* [Exercise directions] Produce a word-for-word copy of the data below.

Collected data
- - - - -

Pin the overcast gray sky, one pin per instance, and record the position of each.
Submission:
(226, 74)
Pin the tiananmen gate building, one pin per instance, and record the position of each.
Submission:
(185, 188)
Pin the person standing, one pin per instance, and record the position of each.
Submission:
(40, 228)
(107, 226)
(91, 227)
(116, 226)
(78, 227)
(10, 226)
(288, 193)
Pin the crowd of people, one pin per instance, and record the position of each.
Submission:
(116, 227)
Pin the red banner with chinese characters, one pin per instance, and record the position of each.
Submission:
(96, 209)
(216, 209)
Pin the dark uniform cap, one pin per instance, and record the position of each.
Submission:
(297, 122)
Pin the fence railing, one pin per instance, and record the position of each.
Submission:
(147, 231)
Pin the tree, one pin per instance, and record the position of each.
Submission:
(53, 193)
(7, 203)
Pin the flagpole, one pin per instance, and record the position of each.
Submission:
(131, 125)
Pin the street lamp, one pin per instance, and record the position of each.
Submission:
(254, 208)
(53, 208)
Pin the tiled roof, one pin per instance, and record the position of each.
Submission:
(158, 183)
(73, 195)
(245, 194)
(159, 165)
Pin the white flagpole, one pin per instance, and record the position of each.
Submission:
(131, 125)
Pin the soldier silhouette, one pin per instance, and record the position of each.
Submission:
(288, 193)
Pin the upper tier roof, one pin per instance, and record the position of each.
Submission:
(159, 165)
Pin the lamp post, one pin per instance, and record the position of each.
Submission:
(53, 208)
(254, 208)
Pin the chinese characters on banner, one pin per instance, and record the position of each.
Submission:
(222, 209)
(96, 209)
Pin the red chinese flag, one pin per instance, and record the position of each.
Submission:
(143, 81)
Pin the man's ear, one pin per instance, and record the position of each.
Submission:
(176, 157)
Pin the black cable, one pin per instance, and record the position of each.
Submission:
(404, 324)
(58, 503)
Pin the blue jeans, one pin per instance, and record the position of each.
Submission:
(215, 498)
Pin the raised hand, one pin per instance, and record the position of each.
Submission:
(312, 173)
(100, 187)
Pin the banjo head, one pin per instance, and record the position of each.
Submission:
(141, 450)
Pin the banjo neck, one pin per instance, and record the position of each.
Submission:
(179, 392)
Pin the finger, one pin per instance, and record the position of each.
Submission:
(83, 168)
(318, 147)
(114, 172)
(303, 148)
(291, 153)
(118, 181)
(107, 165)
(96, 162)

- - - - -

* [Task solution]
Pin the overcast gray sky, one pin per instance, and record the position of each.
Submission:
(226, 74)
Pin the tiananmen gate building, one pin per instance, and record the position of each.
Submission:
(185, 188)
Pin the person standing, one pin per instance, and record the position of each.
Submission:
(40, 228)
(107, 226)
(91, 227)
(116, 226)
(78, 227)
(10, 226)
(288, 193)
Pin the crowd of people, one pin per instance, and record the position of each.
Submission:
(116, 227)
Pin the red banner with chinese characters, one pin per instance, and record the position of each.
Submission:
(96, 209)
(216, 209)
Pin the dark uniform cap, one pin per instance, and record the position of each.
Submission:
(297, 122)
Pin the fence railing, one pin per instance, and record the position of each.
Submission:
(147, 231)
Pin the tree, one pin per instance, and record the position of each.
Submission:
(53, 193)
(7, 203)
Pin the flagpole, one pin per instance, and record the position of each.
Submission:
(131, 125)
Pin the street lamp, one pin per instance, and record the position of each.
Submission:
(254, 208)
(53, 208)
Pin the tiled roof, one pin per instance, and record the position of each.
Submission:
(158, 183)
(73, 195)
(245, 194)
(159, 165)
Pin the white flagpole, one pin per instance, and record the position of each.
Submission:
(131, 125)
Pin the soldier silhouette, one pin per instance, and record the position of each.
Submission:
(288, 193)
Pin the upper tier roof, one pin per instance, and record the position of each.
Submission:
(159, 165)
Pin the lamp post, one pin per instance, and record the position of each.
Submission:
(53, 208)
(254, 208)
Pin the chinese characters on banner, one pin per instance, and record the position of each.
Submission:
(222, 209)
(96, 209)
Pin the red chinese flag, one pin per instance, and record the position of each.
Submission:
(143, 81)
Pin the man's ear, one pin per instance, and record the position of each.
Submission:
(176, 157)
Pin the black cable, one pin per instance, and record the position of each.
Submission:
(404, 324)
(58, 503)
Pin the blue jeans, one pin per instance, and record the position of each.
Submission:
(215, 498)
Pin the raised hand, one pin per instance, and record the position of each.
Submission:
(312, 173)
(100, 187)
Pin the banjo head, one pin per instance, and record the position of each.
Submission:
(141, 450)
Pin the banjo neck, one pin per instance, and record the position of each.
Submission:
(179, 392)
Pin the finger, one pin per instance, and record the position of each.
Submission:
(83, 168)
(318, 147)
(114, 172)
(303, 148)
(291, 153)
(118, 181)
(107, 165)
(96, 162)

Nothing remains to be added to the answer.